Character for character, reproduce every entry below.

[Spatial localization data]
- - -
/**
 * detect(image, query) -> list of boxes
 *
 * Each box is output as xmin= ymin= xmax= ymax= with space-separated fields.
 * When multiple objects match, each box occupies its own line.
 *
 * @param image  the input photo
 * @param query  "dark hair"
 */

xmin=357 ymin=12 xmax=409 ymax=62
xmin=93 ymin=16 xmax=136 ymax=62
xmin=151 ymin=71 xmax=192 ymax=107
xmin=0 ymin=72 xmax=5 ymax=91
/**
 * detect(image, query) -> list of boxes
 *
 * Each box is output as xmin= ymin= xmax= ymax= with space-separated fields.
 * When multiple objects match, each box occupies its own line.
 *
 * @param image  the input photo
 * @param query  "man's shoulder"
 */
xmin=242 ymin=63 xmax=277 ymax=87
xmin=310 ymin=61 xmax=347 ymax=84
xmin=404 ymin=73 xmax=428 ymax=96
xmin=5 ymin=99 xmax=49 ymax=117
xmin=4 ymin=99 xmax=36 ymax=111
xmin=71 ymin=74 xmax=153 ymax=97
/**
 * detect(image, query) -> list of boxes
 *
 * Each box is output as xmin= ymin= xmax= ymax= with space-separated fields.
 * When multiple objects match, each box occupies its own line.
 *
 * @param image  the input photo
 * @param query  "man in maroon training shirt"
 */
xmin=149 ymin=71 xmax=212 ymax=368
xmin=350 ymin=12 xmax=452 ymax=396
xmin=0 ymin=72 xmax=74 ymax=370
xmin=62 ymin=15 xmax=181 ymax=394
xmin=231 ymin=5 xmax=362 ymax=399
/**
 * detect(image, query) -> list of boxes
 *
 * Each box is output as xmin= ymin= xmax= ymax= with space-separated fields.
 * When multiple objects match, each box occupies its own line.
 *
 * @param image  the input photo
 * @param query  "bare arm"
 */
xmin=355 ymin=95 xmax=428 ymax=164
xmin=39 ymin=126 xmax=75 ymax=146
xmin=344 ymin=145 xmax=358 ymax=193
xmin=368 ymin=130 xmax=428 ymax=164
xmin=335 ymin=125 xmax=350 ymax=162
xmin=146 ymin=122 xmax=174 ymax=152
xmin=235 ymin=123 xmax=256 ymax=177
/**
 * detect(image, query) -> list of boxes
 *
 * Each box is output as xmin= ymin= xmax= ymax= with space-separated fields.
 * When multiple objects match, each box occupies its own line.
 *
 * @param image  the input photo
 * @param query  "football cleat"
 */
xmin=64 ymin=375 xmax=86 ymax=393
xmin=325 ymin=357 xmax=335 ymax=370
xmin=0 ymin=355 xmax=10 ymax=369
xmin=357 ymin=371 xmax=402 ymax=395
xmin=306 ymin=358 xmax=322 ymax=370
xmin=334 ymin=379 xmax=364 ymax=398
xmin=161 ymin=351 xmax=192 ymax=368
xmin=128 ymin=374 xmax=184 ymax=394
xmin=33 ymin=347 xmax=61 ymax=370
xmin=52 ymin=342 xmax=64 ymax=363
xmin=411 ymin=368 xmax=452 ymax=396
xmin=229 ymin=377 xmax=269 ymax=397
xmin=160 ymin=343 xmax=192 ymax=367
- - -
* EXERCISE RESPONSE:
/**
 * detect(image, query) -> list of boxes
 *
 * Each box is output as xmin= ymin= xmax= ymax= with space-separated fields.
 * When multiple objects match, each box occupies its own line.
 *
 * @param image  the input photo
 * @param query  "dark hair"
 */

xmin=357 ymin=12 xmax=409 ymax=62
xmin=93 ymin=16 xmax=136 ymax=62
xmin=151 ymin=71 xmax=192 ymax=107
xmin=0 ymin=72 xmax=5 ymax=91
/**
 * detect(image, query) -> list of boxes
 *
 * Each box is output as xmin= ymin= xmax= ymax= with space-separated fields.
 * When multiple objects match, each box occupies its own line.
 *
 * @param image  the input photo
 * @param query  "man's shoulder"
 */
xmin=242 ymin=63 xmax=277 ymax=87
xmin=310 ymin=61 xmax=347 ymax=84
xmin=404 ymin=73 xmax=428 ymax=96
xmin=5 ymin=99 xmax=49 ymax=117
xmin=4 ymin=99 xmax=36 ymax=111
xmin=71 ymin=74 xmax=153 ymax=97
/**
 * detect(image, query) -> list of boxes
 *
 * Each box is output as xmin= ymin= xmax= ymax= with space-separated fields.
 * When multiple objects match, each box occupies its own line.
 *
 * @param image  the input photo
 * @param query  "man in maroon training shirt"
 */
xmin=149 ymin=71 xmax=212 ymax=368
xmin=350 ymin=12 xmax=452 ymax=396
xmin=0 ymin=72 xmax=74 ymax=370
xmin=62 ymin=15 xmax=181 ymax=394
xmin=231 ymin=5 xmax=362 ymax=399
/**
 * detect(image, query) -> list of boxes
 *
 * Each box is output as xmin= ymin= xmax= ymax= with space-separated fields.
 * When multiple objects match, each box occupies its own line.
 *
 * @param image  the input photo
 * @param query  "bare arm"
 */
xmin=355 ymin=95 xmax=428 ymax=164
xmin=39 ymin=126 xmax=75 ymax=146
xmin=344 ymin=145 xmax=358 ymax=193
xmin=368 ymin=130 xmax=428 ymax=164
xmin=335 ymin=125 xmax=350 ymax=162
xmin=146 ymin=122 xmax=174 ymax=152
xmin=235 ymin=123 xmax=256 ymax=177
/**
 * detect(image, query) -> list of boxes
 *
 * Each box is output as xmin= ymin= xmax= ymax= with space-separated fields.
 * When multiple objects match, each box occupies its own line.
 *
 * @param image  the input photo
 * @param query  "football cleat"
 */
xmin=64 ymin=375 xmax=86 ymax=393
xmin=325 ymin=357 xmax=335 ymax=370
xmin=0 ymin=355 xmax=10 ymax=369
xmin=357 ymin=371 xmax=402 ymax=395
xmin=306 ymin=358 xmax=322 ymax=370
xmin=334 ymin=379 xmax=364 ymax=398
xmin=161 ymin=351 xmax=192 ymax=368
xmin=128 ymin=374 xmax=184 ymax=394
xmin=33 ymin=347 xmax=61 ymax=370
xmin=52 ymin=342 xmax=64 ymax=363
xmin=411 ymin=368 xmax=452 ymax=396
xmin=229 ymin=377 xmax=269 ymax=397
xmin=160 ymin=343 xmax=192 ymax=367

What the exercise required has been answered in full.